WHAT THIS TASK INVOLVES
Output each entry exactly as written.

Stored data entries:
⟨
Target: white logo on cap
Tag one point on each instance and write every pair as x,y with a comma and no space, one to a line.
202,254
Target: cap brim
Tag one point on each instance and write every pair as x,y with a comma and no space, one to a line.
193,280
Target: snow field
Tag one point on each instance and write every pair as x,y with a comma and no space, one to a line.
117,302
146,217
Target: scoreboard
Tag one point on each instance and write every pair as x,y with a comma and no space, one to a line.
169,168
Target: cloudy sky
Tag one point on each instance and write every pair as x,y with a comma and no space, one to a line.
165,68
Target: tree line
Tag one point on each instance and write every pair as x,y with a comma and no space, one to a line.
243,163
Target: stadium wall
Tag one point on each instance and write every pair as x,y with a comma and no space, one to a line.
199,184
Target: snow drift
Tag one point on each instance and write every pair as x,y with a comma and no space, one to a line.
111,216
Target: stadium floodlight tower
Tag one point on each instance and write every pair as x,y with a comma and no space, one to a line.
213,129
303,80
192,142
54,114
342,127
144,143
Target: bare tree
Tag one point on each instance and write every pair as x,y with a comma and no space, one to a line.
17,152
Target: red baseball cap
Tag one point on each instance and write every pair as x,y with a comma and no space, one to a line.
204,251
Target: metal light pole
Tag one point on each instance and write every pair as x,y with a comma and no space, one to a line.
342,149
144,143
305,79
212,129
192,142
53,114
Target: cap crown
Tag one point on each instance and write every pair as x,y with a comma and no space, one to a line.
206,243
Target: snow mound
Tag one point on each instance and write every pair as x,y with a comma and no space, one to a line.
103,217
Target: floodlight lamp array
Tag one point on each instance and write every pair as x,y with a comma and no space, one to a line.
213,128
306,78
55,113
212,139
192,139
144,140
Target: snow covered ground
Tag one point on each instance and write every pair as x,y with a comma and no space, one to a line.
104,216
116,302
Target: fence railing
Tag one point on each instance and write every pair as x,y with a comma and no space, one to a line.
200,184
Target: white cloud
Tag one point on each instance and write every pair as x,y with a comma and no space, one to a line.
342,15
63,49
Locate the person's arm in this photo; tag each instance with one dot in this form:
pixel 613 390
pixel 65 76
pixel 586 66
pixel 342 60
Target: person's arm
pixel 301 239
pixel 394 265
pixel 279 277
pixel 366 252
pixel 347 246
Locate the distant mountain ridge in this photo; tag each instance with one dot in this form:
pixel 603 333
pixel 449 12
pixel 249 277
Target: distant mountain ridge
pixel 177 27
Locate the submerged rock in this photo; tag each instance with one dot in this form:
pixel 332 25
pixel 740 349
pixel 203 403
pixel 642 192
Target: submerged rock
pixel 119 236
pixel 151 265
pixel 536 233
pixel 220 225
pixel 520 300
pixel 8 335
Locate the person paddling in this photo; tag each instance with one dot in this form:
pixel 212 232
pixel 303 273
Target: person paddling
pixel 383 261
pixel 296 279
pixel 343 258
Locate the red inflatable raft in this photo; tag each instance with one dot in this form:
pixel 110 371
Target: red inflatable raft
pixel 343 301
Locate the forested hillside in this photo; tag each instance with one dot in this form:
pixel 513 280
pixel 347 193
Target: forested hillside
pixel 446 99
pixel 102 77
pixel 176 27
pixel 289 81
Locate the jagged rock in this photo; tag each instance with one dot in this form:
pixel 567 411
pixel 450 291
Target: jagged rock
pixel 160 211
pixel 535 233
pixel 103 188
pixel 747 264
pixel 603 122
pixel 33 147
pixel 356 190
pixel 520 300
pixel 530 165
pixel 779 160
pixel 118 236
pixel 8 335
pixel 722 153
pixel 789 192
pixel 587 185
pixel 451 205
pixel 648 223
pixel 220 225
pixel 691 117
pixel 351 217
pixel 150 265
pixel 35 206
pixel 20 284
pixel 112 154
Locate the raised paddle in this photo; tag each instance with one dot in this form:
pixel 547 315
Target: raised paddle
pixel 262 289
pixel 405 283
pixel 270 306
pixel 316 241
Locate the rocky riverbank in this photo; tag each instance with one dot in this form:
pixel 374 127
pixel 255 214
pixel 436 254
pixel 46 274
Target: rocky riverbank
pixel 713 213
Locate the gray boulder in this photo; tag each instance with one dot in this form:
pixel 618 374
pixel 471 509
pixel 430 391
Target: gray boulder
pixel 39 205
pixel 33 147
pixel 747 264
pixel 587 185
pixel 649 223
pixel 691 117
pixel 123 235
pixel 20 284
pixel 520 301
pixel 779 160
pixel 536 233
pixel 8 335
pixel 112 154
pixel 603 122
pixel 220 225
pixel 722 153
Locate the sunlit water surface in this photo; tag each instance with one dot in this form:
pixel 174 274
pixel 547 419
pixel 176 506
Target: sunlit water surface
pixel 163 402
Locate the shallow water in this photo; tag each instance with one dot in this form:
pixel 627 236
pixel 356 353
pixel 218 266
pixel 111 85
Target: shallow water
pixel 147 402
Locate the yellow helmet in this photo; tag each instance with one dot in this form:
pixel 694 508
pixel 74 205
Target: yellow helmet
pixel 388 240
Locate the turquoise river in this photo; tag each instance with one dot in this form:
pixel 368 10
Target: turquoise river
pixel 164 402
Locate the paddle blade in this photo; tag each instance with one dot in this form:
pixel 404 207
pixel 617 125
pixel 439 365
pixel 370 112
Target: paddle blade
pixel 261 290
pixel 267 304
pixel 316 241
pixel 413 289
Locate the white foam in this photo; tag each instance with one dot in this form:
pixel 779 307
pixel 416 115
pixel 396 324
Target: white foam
⟩
COMPLETED EXERCISE
Target: white logo on cap
Tag one point on each instance and write every pair as x,y with a comma and no space, one to a line.
202,254
Target: cap brim
Tag one point on each instance and write every pair as x,y with a comma and no space, one to a line.
193,280
Target: snow field
Tag one point on each instance and write every pair as x,y with a comma and no space, one to a line.
117,302
146,217
Target: scoreboard
Tag one point on each instance and write every pair as x,y with a comma and no space, one to a line.
169,168
Target: cloudy sky
Tag one point on each instance and write every pair as x,y with a comma and no space, one to a line.
165,68
Target: tree line
Tag one point on each instance and write every pair as x,y with a comma and no space, one to a line.
243,163
Target: stadium wall
Tag one point on each instance and write every pair as x,y with a comma and no space, one to a line.
199,184
Target: snow drift
Tag one point on each instance and write every pair as x,y with a comma and no space, one to a line.
111,216
Target: stadium floodlight tower
Tag one point on each instance and write every pair as x,y with a comma and no space, one to a line.
213,129
303,80
192,142
54,114
342,127
144,143
Target: bare tree
Tag one point on each instance and write every pair as x,y with a comma and no space, one to a line.
17,152
Target: red baseball cap
Tag one point on each instance and write every pair as x,y with a comma and no space, one to a line.
204,251
Target: metal light pole
Tag one point on each instance and write every pair as x,y with a comma and no space, one to a line.
342,149
144,143
305,79
212,129
192,142
53,114
Target: cap crown
Tag one point on each instance and write every pair as x,y with a comma and no space, one to a line.
206,243
Target: snow mound
Tag one point on each instance and write every pair as x,y with a comma and no space, one to a line.
103,217
Target: floodlight lamp array
Tag one point on each instance and write every pair as x,y with a comma and no space, one to a line.
213,128
306,78
55,113
212,139
192,139
144,140
Target: snow covered ground
Tag one point on each instance and write every pair as x,y with a comma and no space, one to a line.
104,216
116,302
Target: fence railing
Tag one point on each instance and write every pair as x,y with a comma and no space, one to a line.
200,184
Target: white cloud
Tag one point on each instance and write every pair as x,y with a comma and no space, one to a line.
342,15
63,49
Locate the person's arm in this photo; tag each instance with one dot in this form:
pixel 613 390
pixel 65 76
pixel 586 66
pixel 342 60
Target: person's arm
pixel 301 239
pixel 394 265
pixel 279 277
pixel 366 252
pixel 347 246
Locate the distant mountain ridge in this photo; tag each instance with one dot in this form:
pixel 603 333
pixel 449 12
pixel 249 277
Target: distant mountain ridge
pixel 177 27
Locate the submerged rock in this photo; tag each instance with one dot in this form:
pixel 332 25
pixel 740 349
pixel 203 403
pixel 642 192
Target: submerged rock
pixel 119 236
pixel 151 265
pixel 536 233
pixel 220 225
pixel 520 300
pixel 8 335
Locate the person paddling in this photo; tag each instance with one dot in this form:
pixel 212 232
pixel 303 273
Target: person paddling
pixel 383 261
pixel 296 279
pixel 343 258
Locate the red inflatable raft in this photo; tag each instance with one dot in this form:
pixel 110 371
Target: red inflatable raft
pixel 343 301
Locate the forested hillside in this photo; tag each instance with one dot in this form:
pixel 513 280
pixel 347 193
Target: forested hillside
pixel 446 99
pixel 102 77
pixel 176 27
pixel 289 81
Locate the jagged rock in this photo; tag each instance with one dot in this form:
pixel 567 411
pixel 450 291
Target: jagged rock
pixel 160 211
pixel 535 233
pixel 103 188
pixel 747 264
pixel 603 122
pixel 33 147
pixel 356 190
pixel 520 300
pixel 530 165
pixel 779 160
pixel 118 236
pixel 8 335
pixel 722 153
pixel 789 192
pixel 587 185
pixel 451 205
pixel 648 223
pixel 220 225
pixel 691 117
pixel 351 217
pixel 150 265
pixel 35 206
pixel 20 284
pixel 112 154
Locate the raised paddle in this photo; tag each instance with one dot in this form:
pixel 547 315
Target: raised paddle
pixel 262 289
pixel 405 283
pixel 270 306
pixel 316 241
Locate the rocky riverbank in this photo; tag each instance with one dot in this form:
pixel 374 127
pixel 255 214
pixel 436 254
pixel 46 274
Target: rocky riverbank
pixel 713 213
Locate the gray boulder in this photo; tag each instance with one dot in this form:
pixel 618 374
pixel 471 509
pixel 430 391
Target: gray boulder
pixel 39 205
pixel 33 147
pixel 747 264
pixel 587 185
pixel 649 223
pixel 691 117
pixel 123 235
pixel 20 284
pixel 520 301
pixel 779 160
pixel 536 233
pixel 8 335
pixel 112 154
pixel 603 122
pixel 220 225
pixel 722 153
Locate the sunlit water surface in this photo; tag each instance with one dot in this form:
pixel 174 274
pixel 547 419
pixel 176 506
Target: sunlit water surface
pixel 163 402
Locate the shallow water in this photo; tag each instance with one dot in this form:
pixel 627 236
pixel 356 353
pixel 218 266
pixel 111 85
Target: shallow water
pixel 147 402
Locate the yellow helmet in this photo; tag each instance with one dot in this form:
pixel 694 508
pixel 74 205
Target: yellow helmet
pixel 388 240
Locate the turquoise river in this photo; tag each instance with one dot in this form:
pixel 368 10
Target: turquoise river
pixel 164 402
Locate the paddle blade in this photo; tag each instance with one dot in this form:
pixel 404 207
pixel 617 125
pixel 439 365
pixel 370 112
Target: paddle blade
pixel 261 290
pixel 267 304
pixel 316 241
pixel 413 289
Locate the white foam in this photo; tag each instance with one dot in this form:
pixel 779 307
pixel 416 115
pixel 396 324
Target: white foam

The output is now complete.